__Source document__:
◇ ◇ ◇ ◇ ◇ ◇ ◇

The AmericanHort Scholars program aims to set students in horticulture on a path to success by exposing them to the breadth of the industry, its opportunities and its leaders at the annual Cultivate convention. Each year, six students are chosen for this special experience, giving them insight and awareness of the industry, its supply chain and where they might find a home for their passion.
In the November issue of Country Folks Grower, we covered the work of three of these scholars. Learn about the research presented by the remaining three below:
- “Empowering Home Gardens Through Citizen Science: The Opportunity for Industry and Local Food Security Initiatives” – Daniela Perez Lugones, University of Florida, earning a master’s in environmental horticulture
Citizen science is defined as scientific research conducted, in whole or in part, by amateur scientists, and in the world of horticulture, that more often than not means backyard gardeners. However, many citizens live in “food deserts” – urban areas in which it is difficult to buy affordable or good-quality fresh food.
“Home gardening offers a unique opportunity to fight the issue, but Home Advisor said home gardeners lose 35% of their plants,” Perez Lugones said. “We want to use science to combat this.”
She noted that the horticulture industry can benefit from this somewhat dismaying fact by learning what consumers need and want – compact cultivars, for example.

◇ ◇ ◇ ◇ ◇ ◇ ◇

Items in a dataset
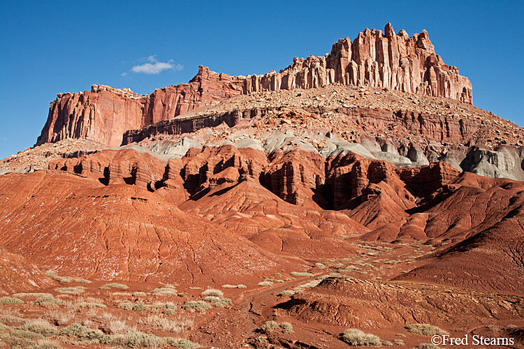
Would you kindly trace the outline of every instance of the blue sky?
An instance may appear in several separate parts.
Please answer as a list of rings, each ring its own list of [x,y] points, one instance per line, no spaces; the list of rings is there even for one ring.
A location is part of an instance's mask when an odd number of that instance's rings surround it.
[[[475,105],[524,125],[520,1],[0,0],[0,158],[33,146],[58,93],[101,84],[148,94],[187,82],[199,64],[263,74],[388,22],[428,30],[471,80]]]

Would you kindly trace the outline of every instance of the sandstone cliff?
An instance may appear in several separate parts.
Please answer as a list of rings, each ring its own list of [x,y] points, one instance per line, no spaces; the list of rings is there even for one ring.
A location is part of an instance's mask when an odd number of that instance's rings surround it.
[[[472,84],[458,69],[444,64],[428,33],[409,38],[366,29],[351,42],[340,39],[324,57],[296,57],[286,69],[263,75],[230,76],[201,66],[188,84],[139,95],[129,89],[93,85],[91,91],[60,94],[51,103],[36,144],[66,138],[86,138],[119,145],[125,131],[168,120],[201,105],[239,94],[312,89],[334,83],[368,86],[472,103]]]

◇ ◇ ◇ ◇ ◇ ◇ ◇

__Required tasks__:
1) In the article on the AmericanHort Scholars program, what share of their plants do home gardeners lose, according to the figure Perez Lugones cites from Home Advisor?
2) Carry the article on the AmericanHort Scholars program forward from its last sentence.

__Written responses__:
1) Home gardeners lose 35% of their plants.

2)
Perez Lugones also mentioned that there are programs currently in place that partner with local food pantries to provide seeds and support. One such program is Grow Well Missouri, which, according to their website, “partners with food pantries, local organizations and volunteers to establish food gardening programs that reach out to food pantry customers. By offering a selection of seeds, vegetable transplants, educational materials and one-on-one advice, Grow Well Missouri helps those who use food pantries reap the many benefits of gardening.”
By providing would-be gardeners with support and recording their observations, food security for all can increase. “Starting by building confidence is key,” Perez Lugones said – such as beginning with plants that are easy to grow versus testing new cultivars or “what’s best.”
- “Employee Engagement: How it Impacts the Bottom Line” – Lisa Richards, Gwinnett Technical College, working in the aerospace industry
There is an ongoing issue with “The War for Talent” and “The Great Resignation.” Across many industries, there is a skill shortage among employees and employers are having a hard time retaining employees. One solution to both is employee engagement.
But “engagement is not happiness or satisfaction; it’s built on relationships,” explained Richards. Think of the times someone has left a job because of a bad boss – or stayed at a job they weren’t in love with because of their team.
Richards listed the differences between engaged and disengaged employees. Engaged workers are optimistic, team-oriented, solution-oriented, show a passion for learning and pass along credit but accept blame. On the other hand, disengaged workers are pessimistic, self-centered, have high absenteeism, focus on monetary worth and accept credit but pass along blame.
Both kinds of employees impact businesses, but higher engagement leads to 21% higher profitability, per a Gallup poll, according to Richards.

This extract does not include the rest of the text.